*Exercise*
Write out every line of the records below exactly as they appear, but leave out the pictures.

*Exercise input*

■ ■ ■ ■ ■ ■ ■

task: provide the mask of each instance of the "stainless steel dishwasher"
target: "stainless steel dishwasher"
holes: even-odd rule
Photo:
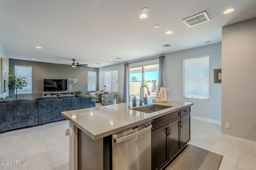
[[[151,121],[113,135],[113,170],[151,169]]]

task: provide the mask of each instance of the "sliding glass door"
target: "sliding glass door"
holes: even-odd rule
[[[130,68],[129,96],[134,95],[139,100],[140,87],[144,85],[148,86],[150,92],[148,98],[154,98],[158,90],[158,64],[154,64]],[[142,97],[145,96],[145,88],[143,88],[142,90]],[[146,92],[145,94],[147,94]]]

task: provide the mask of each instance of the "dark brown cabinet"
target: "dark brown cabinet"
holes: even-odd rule
[[[190,109],[187,107],[153,120],[152,170],[164,167],[190,141]]]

■ ■ ■ ■ ■ ■ ■

*The output*
task: provide the mask of each instance of the "stainless steel dishwasher"
target: "stainless steel dishwasher"
holes: even-odd rule
Photo:
[[[151,121],[113,135],[113,170],[151,169]]]

task: provide the mask of each instance of the "sliding glass door"
target: "sliding glass door"
holes: even-odd rule
[[[130,68],[129,96],[134,95],[139,100],[140,87],[144,85],[148,86],[150,92],[148,98],[154,98],[158,90],[158,64],[154,64]],[[142,97],[145,96],[145,88],[143,88],[142,90]],[[146,92],[145,94],[147,94]]]

task: provide the mask of each instance of the "dark brown cabinet"
target: "dark brown cabinet"
holes: even-odd rule
[[[190,109],[187,107],[153,120],[152,170],[164,167],[190,141]]]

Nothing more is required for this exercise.